**WHAT YOU WILL DO**
#1 According to the passage on repentance and free will, why is it considered the height of brazenness to reveal sins that lie between oneself and the Creator?
#2 List every pair of opposite traits that the passage on repentance and free will says each person has the ability to become.
#3 Proceed with the passage on repentance and free will, picking up after its final sentence.

**PAGE EXTRACT**

########

12. Public declaration refers to the sins between oneself and his fellow man. The sins that are between oneself and his Creator need not be broadcast, and, in truth, it is considered the ultimate of brazenness to reveal them, as it shows that the person is not embarrassed about them. Let him simply return to God, Blessed Be He, specifying his sins before Him. Any public confession should be in a general way without specifying actions, and he should consider it a blessing that his iniquity has not become revealed.
13. Repentance helps only with sins that one commits between himself and God. For sins that are between oneself and his fellow man, he has to pacify his fellow and ask forgiveness from him.
14. If a person receives an apology, he should never refuse to be pacified, but should forgive easily and be slow to feel anger toward another. At the time someone asks forgiveness of him, he should grant favor with a full heart and a sincere spirit.
15. Every person should consider himself perfectly balanced between reward and punishment. Similarly, he should see the entire world as similarly balanced because of his deeds. If he commits one sin, he tilts the scales of judgment for himself and for the entire world toward guilt and condemnation, and consequently he can be the cause of the whole world's destruction. But if he does one good deed, he can tilt the scales of judgment for himself and the whole world toward merit and can bring salvation and deliverance for himself and the whole world.
The concept of free will
1. The power of self‑determination is given to every person. If he wants to direct himself toward good and righteousness, the power is in his hand; if he wants to direct himself to the way of evil, the power is similarly his.
2. Man is unique in this world, and there is not another creation that can compare to him in this regard. Man is intellectually aware of good and evil. He does what he wishes to do, and no one can prevent him from choosing to do good or evil.
3. One should banish the idea that fools speak about, that God has decreed man's destiny from birth whether he will be righteous or wicked. There is no such thing. Every person has the ability to become righteous or wicked, compassionate or cruel, generous or selfish. And so it is with all other character traits and abilities to live within the normative conduct set for man by the commandments of God.

########

**LISTING**
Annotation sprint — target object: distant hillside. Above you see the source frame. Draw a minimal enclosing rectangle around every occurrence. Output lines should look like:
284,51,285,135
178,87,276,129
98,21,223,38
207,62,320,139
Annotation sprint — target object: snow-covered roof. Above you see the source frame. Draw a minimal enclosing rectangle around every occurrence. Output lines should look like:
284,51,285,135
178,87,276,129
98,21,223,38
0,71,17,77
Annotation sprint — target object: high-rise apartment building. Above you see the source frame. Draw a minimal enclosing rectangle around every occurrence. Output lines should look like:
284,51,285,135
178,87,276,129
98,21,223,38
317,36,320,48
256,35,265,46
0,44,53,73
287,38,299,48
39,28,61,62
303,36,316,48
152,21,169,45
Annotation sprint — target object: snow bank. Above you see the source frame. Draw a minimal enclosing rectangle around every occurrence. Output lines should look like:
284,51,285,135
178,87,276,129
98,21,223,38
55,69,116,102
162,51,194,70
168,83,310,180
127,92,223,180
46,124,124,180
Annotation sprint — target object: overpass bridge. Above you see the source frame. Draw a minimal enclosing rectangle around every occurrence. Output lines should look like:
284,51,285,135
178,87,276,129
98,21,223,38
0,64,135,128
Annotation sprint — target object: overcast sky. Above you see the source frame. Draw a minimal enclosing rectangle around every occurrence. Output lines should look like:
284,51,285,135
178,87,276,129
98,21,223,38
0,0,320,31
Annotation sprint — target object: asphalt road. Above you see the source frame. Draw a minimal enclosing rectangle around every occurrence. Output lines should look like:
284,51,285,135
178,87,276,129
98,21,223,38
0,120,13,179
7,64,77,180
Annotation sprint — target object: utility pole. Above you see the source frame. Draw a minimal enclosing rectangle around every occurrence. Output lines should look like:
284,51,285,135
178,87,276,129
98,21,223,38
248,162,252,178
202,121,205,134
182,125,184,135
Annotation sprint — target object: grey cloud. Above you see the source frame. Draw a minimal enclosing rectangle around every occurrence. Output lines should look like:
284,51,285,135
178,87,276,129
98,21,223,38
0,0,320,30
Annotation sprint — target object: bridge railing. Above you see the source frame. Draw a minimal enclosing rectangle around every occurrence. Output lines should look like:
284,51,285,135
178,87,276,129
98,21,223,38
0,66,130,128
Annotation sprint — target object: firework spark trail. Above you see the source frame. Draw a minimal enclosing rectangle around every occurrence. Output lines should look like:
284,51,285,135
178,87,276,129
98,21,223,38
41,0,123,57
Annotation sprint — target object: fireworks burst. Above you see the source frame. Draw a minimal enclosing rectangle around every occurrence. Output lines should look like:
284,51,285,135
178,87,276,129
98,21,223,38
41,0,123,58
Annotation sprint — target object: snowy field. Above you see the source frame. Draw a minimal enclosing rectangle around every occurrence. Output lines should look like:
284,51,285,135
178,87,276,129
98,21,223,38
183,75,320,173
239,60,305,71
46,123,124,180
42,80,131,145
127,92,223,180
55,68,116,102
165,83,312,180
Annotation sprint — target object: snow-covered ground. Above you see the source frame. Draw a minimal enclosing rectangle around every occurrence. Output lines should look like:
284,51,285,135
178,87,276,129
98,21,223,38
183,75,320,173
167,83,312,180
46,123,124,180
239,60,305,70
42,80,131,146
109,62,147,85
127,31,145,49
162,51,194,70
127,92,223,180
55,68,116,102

########

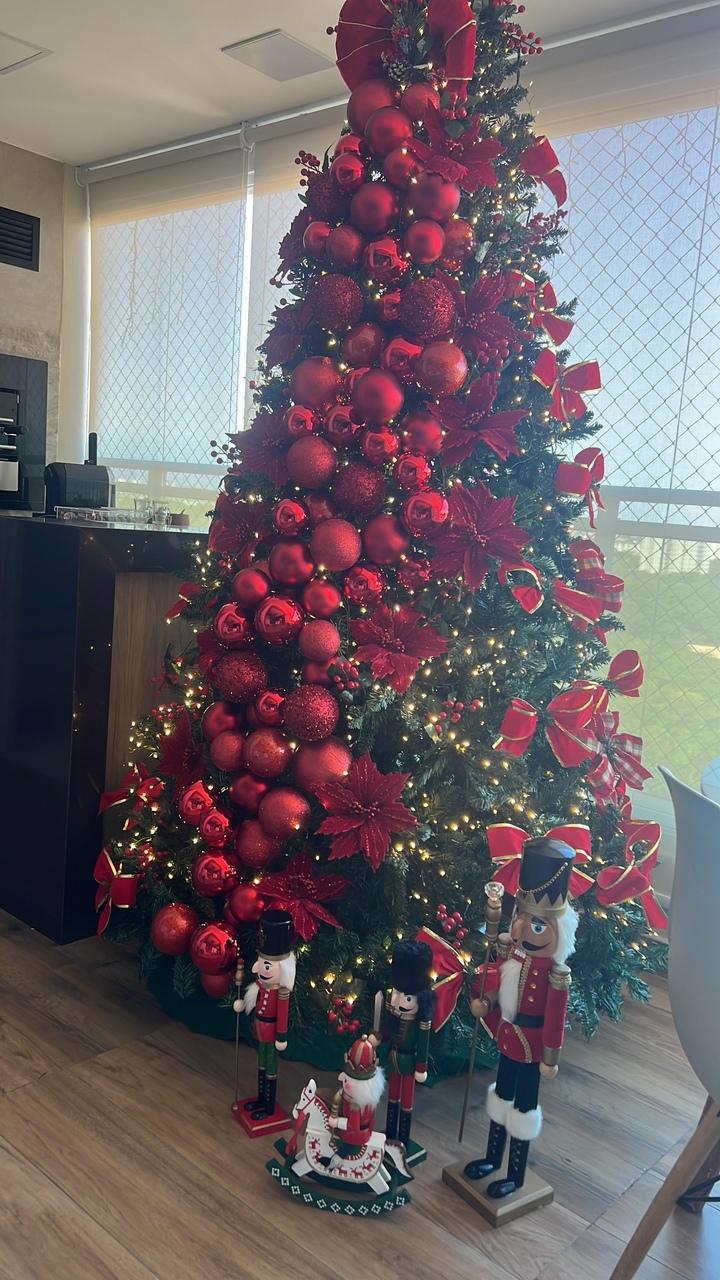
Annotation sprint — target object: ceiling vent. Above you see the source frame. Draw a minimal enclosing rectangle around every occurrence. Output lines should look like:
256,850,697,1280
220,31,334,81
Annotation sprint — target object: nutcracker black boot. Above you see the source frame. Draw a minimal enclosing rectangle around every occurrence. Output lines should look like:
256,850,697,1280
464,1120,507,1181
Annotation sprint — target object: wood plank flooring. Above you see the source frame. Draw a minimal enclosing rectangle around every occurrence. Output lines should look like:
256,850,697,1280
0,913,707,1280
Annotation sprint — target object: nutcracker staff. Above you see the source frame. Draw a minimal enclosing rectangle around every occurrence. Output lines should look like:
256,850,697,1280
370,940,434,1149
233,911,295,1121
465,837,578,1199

########

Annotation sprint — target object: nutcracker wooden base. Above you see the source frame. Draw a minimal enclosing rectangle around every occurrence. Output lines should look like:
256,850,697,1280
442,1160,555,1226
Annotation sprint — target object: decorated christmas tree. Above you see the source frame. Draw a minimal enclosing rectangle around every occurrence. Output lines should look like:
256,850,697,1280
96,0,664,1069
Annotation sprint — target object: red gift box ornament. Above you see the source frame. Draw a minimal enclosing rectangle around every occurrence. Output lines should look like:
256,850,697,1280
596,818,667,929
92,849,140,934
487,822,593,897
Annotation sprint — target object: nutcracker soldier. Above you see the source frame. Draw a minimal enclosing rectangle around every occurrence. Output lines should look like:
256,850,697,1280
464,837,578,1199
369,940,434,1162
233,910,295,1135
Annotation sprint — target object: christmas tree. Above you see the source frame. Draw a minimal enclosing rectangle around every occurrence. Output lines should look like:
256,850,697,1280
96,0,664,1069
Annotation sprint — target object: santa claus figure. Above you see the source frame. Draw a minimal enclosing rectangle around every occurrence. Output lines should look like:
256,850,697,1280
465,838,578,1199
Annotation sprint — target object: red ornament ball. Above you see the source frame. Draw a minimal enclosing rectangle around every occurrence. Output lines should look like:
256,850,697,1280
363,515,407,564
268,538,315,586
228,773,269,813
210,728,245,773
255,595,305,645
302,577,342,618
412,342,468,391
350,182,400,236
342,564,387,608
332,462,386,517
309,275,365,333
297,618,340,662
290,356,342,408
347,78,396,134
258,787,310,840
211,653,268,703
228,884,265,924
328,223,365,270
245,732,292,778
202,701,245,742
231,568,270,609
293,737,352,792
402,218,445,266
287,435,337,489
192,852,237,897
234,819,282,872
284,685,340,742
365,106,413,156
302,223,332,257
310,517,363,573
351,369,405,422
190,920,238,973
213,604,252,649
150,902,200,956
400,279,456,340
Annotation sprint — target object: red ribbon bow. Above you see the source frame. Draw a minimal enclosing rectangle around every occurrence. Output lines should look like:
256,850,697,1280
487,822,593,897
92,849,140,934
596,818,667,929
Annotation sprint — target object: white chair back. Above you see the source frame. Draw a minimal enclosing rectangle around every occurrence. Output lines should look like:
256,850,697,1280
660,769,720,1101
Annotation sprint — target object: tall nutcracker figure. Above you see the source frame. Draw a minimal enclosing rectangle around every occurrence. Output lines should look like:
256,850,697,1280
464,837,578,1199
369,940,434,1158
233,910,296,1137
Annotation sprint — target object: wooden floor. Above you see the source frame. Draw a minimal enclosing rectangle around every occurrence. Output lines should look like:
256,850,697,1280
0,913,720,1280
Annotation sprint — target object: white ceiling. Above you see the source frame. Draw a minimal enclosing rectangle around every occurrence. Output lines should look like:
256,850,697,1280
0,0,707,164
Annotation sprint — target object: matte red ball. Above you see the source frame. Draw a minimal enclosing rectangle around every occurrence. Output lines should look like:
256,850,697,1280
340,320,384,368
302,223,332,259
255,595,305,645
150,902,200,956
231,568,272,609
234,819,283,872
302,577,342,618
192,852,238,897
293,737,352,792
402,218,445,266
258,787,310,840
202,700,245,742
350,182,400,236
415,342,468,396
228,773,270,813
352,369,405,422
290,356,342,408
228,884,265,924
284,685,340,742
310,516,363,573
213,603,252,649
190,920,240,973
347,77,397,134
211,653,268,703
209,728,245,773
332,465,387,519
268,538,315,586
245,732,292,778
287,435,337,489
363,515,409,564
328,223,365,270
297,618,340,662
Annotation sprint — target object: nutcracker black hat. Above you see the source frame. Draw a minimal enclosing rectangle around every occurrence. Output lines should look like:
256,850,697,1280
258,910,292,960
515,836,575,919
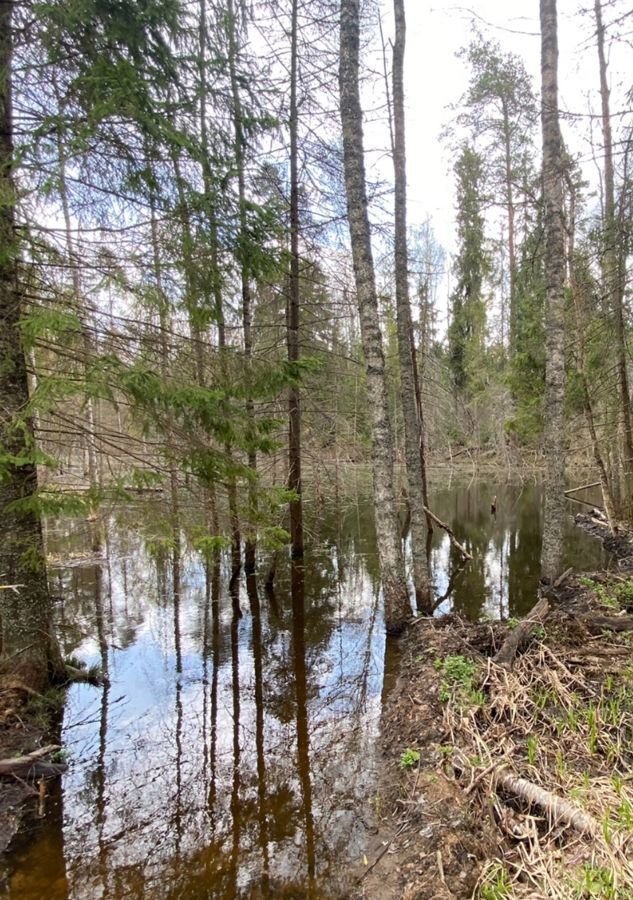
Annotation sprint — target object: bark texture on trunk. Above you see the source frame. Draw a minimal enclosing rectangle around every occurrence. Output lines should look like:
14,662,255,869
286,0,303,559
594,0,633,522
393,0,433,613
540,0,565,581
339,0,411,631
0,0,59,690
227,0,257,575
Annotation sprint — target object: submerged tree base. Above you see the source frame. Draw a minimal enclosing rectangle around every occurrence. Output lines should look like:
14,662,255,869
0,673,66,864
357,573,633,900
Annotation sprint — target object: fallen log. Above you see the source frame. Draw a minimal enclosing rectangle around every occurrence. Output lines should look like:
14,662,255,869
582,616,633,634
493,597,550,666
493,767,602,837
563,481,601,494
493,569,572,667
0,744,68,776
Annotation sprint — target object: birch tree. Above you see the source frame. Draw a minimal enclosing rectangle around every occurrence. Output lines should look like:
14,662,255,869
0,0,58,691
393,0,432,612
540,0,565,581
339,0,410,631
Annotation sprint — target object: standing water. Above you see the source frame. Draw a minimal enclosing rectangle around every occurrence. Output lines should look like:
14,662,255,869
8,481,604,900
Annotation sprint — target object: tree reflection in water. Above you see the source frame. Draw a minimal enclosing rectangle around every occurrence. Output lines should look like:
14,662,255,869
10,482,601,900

########

**THE ANSWERS**
#1 Revealing such sins shows that the person is not embarrassed about them.

#2
- Righteous or wicked
- Compassionate or cruel
- Generous or selfish

#3
It is true, however, that the individual may be born with tendencies toward specific problematic behavior, but at all times it is within his power to overcome these natural tendencies. No one is born a thief or a sexual deviant.
4. If God had predetermined the individual's destiny, whether for good or for evil, on what basis could the righteous be rewarded and the wicked be punished? Just as the Creator desired that fire and wind should naturally rise upward, and water and earth should naturally descend, and that a planet should move in a circular motion, and all other creatures of the world should act in accord with the nature that God chose for them, thus did God desire that man should have the free will to determine his actions.
5. Therefore, man is judged according to his deeds. If he does good, good is done to him. If he does evil, evil is repaid him. And at a future time, he must surrender himself to Judgment for his thoughts, speech, and actions. If a person fulfills the Seven Noahide Commandments, thereby doing good in this world, he is repaid with boundless good from God.
6. The reward for doing good is hundreds of times greater than the punishment for doing evil, for it is written, "for I the Lord thy God am a jealous God, visiting the iniquity of the fathers upon the children unto the third and fourth generation of them that hate Me; and showing mercy unto the thousandth generation of them that love Me" (Exod. 20:5‑6).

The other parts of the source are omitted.